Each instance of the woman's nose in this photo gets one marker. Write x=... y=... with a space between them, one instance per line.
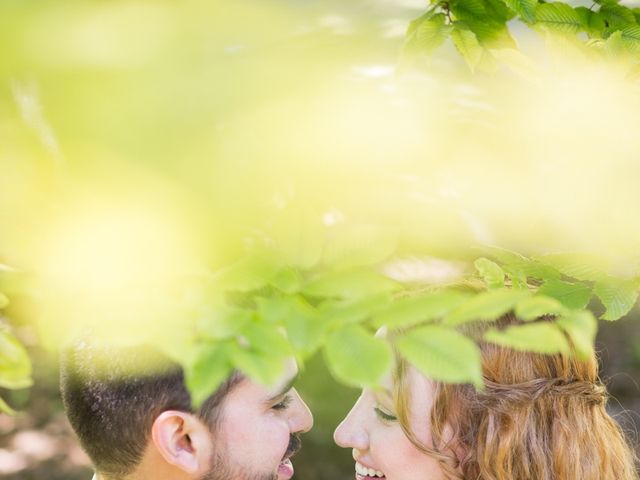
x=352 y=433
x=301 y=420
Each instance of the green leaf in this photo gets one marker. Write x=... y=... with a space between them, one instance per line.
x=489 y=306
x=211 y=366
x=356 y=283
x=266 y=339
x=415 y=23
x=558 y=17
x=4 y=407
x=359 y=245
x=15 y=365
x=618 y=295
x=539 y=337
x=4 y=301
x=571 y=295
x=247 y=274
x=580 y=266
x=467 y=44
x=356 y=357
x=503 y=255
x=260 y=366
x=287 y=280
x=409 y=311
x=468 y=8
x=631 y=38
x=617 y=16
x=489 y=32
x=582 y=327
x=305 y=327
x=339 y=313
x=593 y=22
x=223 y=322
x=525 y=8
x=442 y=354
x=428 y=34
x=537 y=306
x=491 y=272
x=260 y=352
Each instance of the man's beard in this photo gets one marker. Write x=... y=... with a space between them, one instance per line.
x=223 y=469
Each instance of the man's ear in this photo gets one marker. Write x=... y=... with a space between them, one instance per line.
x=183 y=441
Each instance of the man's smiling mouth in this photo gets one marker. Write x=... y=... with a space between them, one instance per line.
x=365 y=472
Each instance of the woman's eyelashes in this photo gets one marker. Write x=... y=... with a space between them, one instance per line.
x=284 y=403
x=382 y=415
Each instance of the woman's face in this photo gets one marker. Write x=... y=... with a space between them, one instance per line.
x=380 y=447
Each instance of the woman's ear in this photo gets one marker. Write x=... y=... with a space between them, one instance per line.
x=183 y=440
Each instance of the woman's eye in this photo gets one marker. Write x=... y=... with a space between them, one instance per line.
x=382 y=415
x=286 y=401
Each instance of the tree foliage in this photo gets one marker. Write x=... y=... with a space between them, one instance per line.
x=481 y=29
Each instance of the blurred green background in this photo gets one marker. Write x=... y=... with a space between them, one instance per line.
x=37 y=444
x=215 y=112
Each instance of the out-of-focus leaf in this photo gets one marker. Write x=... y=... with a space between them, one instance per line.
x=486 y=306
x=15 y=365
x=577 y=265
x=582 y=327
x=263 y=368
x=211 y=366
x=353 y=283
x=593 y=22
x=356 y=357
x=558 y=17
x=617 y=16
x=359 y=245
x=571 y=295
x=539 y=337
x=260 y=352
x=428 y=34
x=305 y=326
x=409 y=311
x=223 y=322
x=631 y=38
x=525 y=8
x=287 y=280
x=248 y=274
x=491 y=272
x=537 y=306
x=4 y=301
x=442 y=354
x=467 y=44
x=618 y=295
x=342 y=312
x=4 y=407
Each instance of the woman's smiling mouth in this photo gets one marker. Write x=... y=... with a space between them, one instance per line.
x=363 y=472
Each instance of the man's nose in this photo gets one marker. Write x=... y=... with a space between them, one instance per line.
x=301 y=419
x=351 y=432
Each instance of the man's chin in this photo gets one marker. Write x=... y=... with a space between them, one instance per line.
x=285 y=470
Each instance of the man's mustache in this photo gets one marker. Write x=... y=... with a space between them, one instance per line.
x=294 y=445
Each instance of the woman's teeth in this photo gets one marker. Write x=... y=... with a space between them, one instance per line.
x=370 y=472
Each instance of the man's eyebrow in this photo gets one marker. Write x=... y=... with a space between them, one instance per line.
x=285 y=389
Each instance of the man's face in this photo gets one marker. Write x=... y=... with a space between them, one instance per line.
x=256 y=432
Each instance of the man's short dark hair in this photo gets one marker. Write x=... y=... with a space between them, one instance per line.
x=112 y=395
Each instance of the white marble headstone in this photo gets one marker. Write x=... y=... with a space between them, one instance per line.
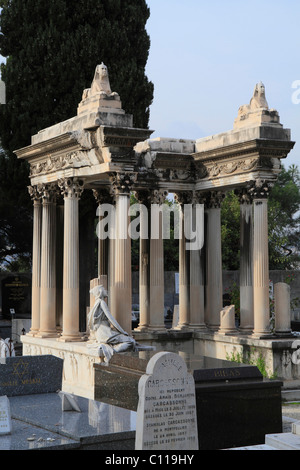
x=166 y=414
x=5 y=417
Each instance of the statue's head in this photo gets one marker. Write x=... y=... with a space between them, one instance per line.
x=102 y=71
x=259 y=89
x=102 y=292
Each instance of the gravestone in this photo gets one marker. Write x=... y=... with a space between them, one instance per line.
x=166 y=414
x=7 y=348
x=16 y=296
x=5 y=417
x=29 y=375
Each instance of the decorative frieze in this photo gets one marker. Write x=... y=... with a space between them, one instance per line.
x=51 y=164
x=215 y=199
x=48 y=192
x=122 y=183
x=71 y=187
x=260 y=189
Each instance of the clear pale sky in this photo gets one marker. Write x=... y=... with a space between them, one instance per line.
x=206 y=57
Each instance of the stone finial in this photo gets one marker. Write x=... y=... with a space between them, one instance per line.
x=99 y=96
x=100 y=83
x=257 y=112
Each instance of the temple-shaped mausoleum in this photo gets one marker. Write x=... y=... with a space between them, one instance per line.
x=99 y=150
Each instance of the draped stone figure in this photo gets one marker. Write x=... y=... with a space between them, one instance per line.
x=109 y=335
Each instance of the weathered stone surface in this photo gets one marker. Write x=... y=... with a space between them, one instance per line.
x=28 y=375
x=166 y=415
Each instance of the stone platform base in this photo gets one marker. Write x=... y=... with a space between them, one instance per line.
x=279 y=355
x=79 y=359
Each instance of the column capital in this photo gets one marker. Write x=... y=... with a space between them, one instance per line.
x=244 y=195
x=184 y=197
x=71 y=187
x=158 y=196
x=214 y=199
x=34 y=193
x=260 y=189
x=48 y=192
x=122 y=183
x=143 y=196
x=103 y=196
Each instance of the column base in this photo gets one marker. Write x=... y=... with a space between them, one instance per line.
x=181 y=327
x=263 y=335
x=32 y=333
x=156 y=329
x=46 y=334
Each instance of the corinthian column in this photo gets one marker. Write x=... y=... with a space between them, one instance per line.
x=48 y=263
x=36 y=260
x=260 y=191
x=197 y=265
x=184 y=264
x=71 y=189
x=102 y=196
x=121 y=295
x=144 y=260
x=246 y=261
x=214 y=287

_Exercise prompt:_ Set down the line that contains "Each instance of the column base" exactly. Do the same for each later line of the data, through the end, and add nothing.

_Exercise answer:_
Each instance of the column base in this photo gets one marker. Write x=... y=... with a space between them, one instance per line.
x=181 y=327
x=263 y=335
x=32 y=333
x=156 y=329
x=46 y=334
Each instance of the corinthian column in this photo gets one marker. Write x=... y=... with a space between them, one instance per line.
x=48 y=263
x=36 y=260
x=260 y=191
x=197 y=265
x=184 y=264
x=71 y=189
x=102 y=196
x=121 y=295
x=144 y=260
x=246 y=261
x=214 y=287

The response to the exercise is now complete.